WRITTEN PROBLEM ▸ Copy out the records below, swapping each "one line apiece" for "one per line" and leaving everything else unchanged.

#### RECORDS SUPPLIED

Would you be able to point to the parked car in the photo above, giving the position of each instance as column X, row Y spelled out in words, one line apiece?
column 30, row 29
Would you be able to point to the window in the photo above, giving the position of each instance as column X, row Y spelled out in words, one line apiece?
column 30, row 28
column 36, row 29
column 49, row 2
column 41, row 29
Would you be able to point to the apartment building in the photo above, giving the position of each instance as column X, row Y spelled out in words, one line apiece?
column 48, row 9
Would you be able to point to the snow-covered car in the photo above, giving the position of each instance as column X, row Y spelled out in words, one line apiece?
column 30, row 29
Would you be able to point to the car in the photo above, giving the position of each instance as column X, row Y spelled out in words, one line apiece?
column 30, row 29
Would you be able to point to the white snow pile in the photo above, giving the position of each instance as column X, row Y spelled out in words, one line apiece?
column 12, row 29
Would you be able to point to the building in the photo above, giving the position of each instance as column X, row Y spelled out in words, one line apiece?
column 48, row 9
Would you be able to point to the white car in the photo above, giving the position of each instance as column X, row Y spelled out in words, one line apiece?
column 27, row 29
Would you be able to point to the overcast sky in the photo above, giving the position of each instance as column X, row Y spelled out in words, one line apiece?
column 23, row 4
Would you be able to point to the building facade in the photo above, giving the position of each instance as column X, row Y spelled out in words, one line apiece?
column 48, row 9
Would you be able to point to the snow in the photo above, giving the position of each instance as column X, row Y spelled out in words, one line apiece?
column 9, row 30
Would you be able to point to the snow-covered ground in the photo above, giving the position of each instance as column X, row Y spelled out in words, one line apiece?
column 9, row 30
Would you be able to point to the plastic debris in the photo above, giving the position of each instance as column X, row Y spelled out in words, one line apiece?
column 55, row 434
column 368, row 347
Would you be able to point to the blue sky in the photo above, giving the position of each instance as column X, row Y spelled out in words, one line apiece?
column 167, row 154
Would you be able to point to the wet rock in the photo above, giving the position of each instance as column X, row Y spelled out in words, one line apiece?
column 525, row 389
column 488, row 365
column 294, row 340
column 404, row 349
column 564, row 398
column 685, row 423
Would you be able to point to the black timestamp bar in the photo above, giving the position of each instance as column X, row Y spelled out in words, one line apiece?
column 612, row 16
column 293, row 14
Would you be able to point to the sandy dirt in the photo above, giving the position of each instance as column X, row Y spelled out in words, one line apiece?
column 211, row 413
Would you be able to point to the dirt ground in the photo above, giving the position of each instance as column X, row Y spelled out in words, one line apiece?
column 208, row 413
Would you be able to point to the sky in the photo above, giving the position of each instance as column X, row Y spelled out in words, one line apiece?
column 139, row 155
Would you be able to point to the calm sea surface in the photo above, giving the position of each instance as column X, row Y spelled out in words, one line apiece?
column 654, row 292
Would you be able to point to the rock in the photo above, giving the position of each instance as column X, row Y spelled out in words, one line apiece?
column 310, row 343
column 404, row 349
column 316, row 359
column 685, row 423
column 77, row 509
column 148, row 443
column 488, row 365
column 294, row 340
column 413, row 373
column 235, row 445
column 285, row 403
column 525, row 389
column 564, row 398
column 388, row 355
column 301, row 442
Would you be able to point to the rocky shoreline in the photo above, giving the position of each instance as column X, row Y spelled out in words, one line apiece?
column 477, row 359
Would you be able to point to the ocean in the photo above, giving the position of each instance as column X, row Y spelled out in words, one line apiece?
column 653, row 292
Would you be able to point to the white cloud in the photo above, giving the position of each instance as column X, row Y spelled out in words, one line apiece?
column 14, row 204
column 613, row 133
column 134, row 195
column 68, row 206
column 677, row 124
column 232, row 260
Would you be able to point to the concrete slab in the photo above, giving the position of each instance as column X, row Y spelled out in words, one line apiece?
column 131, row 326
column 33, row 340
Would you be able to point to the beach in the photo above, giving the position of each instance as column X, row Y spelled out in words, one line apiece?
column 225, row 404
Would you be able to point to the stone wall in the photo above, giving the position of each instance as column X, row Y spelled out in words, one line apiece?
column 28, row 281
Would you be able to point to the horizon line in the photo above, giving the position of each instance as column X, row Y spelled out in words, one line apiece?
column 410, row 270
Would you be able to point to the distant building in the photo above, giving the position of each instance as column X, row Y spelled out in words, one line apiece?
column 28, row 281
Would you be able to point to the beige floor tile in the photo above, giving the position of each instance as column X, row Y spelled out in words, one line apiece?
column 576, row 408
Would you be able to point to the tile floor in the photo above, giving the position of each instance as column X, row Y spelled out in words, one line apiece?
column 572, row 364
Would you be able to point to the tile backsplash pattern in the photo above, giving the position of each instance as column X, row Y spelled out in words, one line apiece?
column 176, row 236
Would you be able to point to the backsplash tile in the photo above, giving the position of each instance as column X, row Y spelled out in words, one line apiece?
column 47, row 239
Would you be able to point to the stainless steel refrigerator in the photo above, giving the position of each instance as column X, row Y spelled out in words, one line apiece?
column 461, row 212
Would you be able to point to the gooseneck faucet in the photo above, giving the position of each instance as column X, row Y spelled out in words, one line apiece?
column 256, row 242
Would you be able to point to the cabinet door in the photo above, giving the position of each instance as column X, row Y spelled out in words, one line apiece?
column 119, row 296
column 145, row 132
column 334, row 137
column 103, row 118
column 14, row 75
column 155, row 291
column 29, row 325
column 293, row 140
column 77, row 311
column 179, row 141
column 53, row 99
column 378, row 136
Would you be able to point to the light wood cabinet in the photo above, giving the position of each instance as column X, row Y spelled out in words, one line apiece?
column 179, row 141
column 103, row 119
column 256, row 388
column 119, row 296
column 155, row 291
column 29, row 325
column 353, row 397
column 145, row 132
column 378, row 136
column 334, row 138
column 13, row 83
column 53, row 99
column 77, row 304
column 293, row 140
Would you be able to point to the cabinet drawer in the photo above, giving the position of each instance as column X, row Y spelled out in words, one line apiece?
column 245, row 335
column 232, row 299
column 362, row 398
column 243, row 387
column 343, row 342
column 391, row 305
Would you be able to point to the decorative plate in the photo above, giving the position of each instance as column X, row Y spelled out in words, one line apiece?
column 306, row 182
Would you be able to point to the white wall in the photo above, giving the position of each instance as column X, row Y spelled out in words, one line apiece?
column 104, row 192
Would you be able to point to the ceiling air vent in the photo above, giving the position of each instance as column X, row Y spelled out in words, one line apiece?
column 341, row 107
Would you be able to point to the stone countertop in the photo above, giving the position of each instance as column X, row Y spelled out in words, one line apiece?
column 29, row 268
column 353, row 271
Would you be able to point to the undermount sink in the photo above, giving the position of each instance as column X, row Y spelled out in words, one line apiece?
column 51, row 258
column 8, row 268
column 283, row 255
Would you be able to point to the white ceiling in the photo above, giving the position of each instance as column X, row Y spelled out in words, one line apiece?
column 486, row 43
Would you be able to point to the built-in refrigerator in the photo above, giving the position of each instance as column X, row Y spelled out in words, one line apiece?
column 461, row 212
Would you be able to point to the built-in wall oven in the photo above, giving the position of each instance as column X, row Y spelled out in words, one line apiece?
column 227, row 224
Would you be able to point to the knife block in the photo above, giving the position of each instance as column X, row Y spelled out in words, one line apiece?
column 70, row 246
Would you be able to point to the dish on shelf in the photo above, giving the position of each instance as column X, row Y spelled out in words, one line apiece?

########

RESPONSE BELOW ▸
Would you be able to point to the parked car in the photo above, giving the position of each instance as column X, row Y spelled out in words, one per line?
column 30, row 29
Would you be able to point to the window in the photo above, giving the position of each instance as column X, row Y spelled out in words, one per line?
column 30, row 28
column 36, row 29
column 49, row 2
column 41, row 29
Would you be able to point to the apartment building in the photo above, giving the position of each instance as column X, row Y spelled out in words, one per line?
column 48, row 9
Would you be able to point to the snow-covered car in the photo above, giving the position of each instance as column X, row Y spelled out in words, one per line?
column 30, row 29
Would you be able to point to the car in the photo above, giving the position of each instance as column X, row Y spelled out in words, one per line?
column 30, row 29
Would you be able to point to the white snow pile in the photo above, giving the position of each instance as column X, row Y spelled out in words, one per line?
column 12, row 29
Would you be able to point to the building in the photo above, giving the position of each instance as column X, row Y spelled out in words, one per line?
column 48, row 9
Would you be able to point to the white car in the photo above, giving the position of each instance as column X, row Y spelled out in words, one per line?
column 27, row 29
Would you be able to point to the overcast sky in the photo above, giving the position of each instance as column X, row Y spelled out in words, one per line?
column 23, row 4
Would you be able to point to the building facade in the photo above, giving the position of each instance as column X, row Y spelled out in words, one per line?
column 48, row 9
Would you be able to point to the snow in the photo above, giving the position of each instance as column X, row Y spelled out in words, one per line?
column 9, row 30
Would you be able to point to the snow-covered ground in the photo above, giving the position of each instance as column X, row Y spelled out in words, one per line?
column 9, row 30
Would you be able to point to the plastic debris in the photo above, giving the position of each instance as column X, row Y spelled out in words, one per line?
column 55, row 434
column 368, row 347
Would you be able to point to the blue sky in the photo above, giving the position of each instance as column X, row Y spelled out in words, one per line?
column 167, row 154
Would you be able to point to the wet rock in the photo above, giving the position of each instance as column X, row Y spelled out in words, one per line?
column 525, row 389
column 488, row 365
column 294, row 340
column 404, row 349
column 564, row 398
column 685, row 423
Would you be able to point to the black timestamp bar in the photo above, giving the position of each instance as column X, row Y spelled out in words, one per line?
column 612, row 16
column 293, row 14
Would you be able to point to the sandy dirt in the photo above, giving the position of each instance as column X, row Y spelled out in words, one per line?
column 211, row 413
Would you be able to point to the dirt ground in the photo above, giving the position of each instance as column X, row Y spelled out in words, one per line?
column 208, row 413
Would you be able to point to the sky in the photo above, giving the position of each instance as column X, row Y spelled out in words, one per line?
column 139, row 155
Would you be able to point to the calm sea surface in the photo above, giving the position of each instance as column X, row Y spelled out in words, one per line?
column 654, row 292
Would you be able to point to the rock in the photo above, giving the position of each instance as column X, row Y spelled out in words, one per line?
column 310, row 343
column 404, row 349
column 316, row 359
column 685, row 423
column 77, row 509
column 148, row 443
column 488, row 365
column 294, row 340
column 413, row 373
column 235, row 445
column 285, row 403
column 525, row 389
column 564, row 398
column 388, row 355
column 301, row 442
Would you be able to point to the rocky shoreline in the photo above, giving the position of each instance as column X, row Y spelled out in words, one per line?
column 477, row 359
Would you be able to point to the ocean in the photo above, giving the position of each instance as column X, row Y spelled out in words, one per line?
column 653, row 292
Would you be able to point to the white cloud in the photo above, giving the position of each instance as column X, row Y spelled out in words, one per line?
column 14, row 204
column 613, row 133
column 134, row 195
column 68, row 206
column 677, row 124
column 232, row 260
Would you be able to point to the concrete slab in the photo above, giving the position of each instance as column X, row Y spelled out in words, one per line?
column 131, row 326
column 33, row 340
Would you be able to point to the beach in the photo above, giving the position of each instance as column X, row Y spelled out in words, one per line?
column 225, row 404
Would you be able to point to the stone wall in the photo above, giving the position of each instance as column X, row Y spelled out in words, one per line?
column 28, row 281
Would you be able to point to the horizon line in the photo above, giving the position of each instance as column X, row Y spelled out in words, one per line?
column 410, row 270
Would you be able to point to the distant building in the photo above, giving the position of each instance as column X, row Y spelled out in words, one per line?
column 28, row 281
Would you be able to point to the beige floor tile in the photo above, giving the position of each instance as column X, row Y spelled out in words, one per line?
column 576, row 408
Would you be able to point to the tile floor in the photo above, giving the position of each instance as column X, row Y spelled out in words, one per line?
column 572, row 364
Would you be able to point to the tile backsplash pattern in the photo above, giving the position of each instance as column X, row Y spelled out in words, one per line?
column 176, row 236
Would you be able to point to the backsplash tile in the photo above, giving the position of each instance as column X, row Y spelled out in words, one per line?
column 47, row 239
Would you be able to point to the stainless steel refrigerator in the photo above, giving the position of each instance as column X, row Y spelled out in words, one per line?
column 461, row 212
Would you be able to point to the gooseneck faucet in the photo above, giving the position of each instance as column X, row Y spelled out in words, one per line?
column 256, row 242
Would you be able to point to the cabinet door in the photo above, giving the position of each instance as column X, row Y spelled out in words, one per line?
column 119, row 296
column 145, row 132
column 334, row 137
column 103, row 118
column 14, row 75
column 155, row 291
column 29, row 325
column 293, row 140
column 77, row 311
column 179, row 141
column 53, row 99
column 378, row 136
Would you be able to point to the light wood cabinet in the photo above, giving the position of each instance as column X, row Y spelled out in words, one per line?
column 179, row 141
column 103, row 119
column 256, row 388
column 119, row 296
column 155, row 291
column 29, row 325
column 353, row 397
column 145, row 132
column 378, row 136
column 334, row 138
column 13, row 83
column 53, row 99
column 77, row 304
column 293, row 140
Would you be able to point to the cabinet drawer in the photo above, giving the position of each instance as column X, row Y spelled out in words, one per line?
column 245, row 335
column 232, row 299
column 362, row 398
column 243, row 387
column 343, row 342
column 391, row 305
Would you be able to point to the decorative plate in the photo above, giving the position of each instance as column X, row Y spelled out in words, one per line?
column 306, row 182
Would you be able to point to the white wall in the photo above, giving the position of each instance as column X, row Y spelled out in words, one per line?
column 104, row 192
Would you be able to point to the ceiling air vent in the photo above, giving the position of each instance as column X, row Y spelled out in words, one per line?
column 341, row 107
Would you be able to point to the stone countertop in the photo above, giving the position of each instance as column X, row Y spelled out in words, one per line?
column 29, row 268
column 353, row 271
Would you be able to point to the undermount sink in the photo above, giving the position of each instance as column X, row Y spelled out in words, one per line?
column 51, row 258
column 8, row 268
column 283, row 255
Would you be able to point to the white ceiling in the photo above, giving the position of each instance as column X, row Y spelled out in words, one per line?
column 486, row 43
Would you be able to point to the built-in refrigerator in the photo above, giving the position of each instance as column X, row Y spelled out in words, one per line?
column 461, row 212
Would you be able to point to the built-in wall oven in the photo above, giving the position of each instance as column X, row Y spelled out in words, one per line?
column 227, row 224
Would you be able to point to the knife block in the photo above, giving the position of each instance as column X, row Y spelled out in words, one per line?
column 70, row 246
Would you be able to point to the dish on shelf in the photo above, giving the position of each instance as column X, row Y spelled out in words, one per line?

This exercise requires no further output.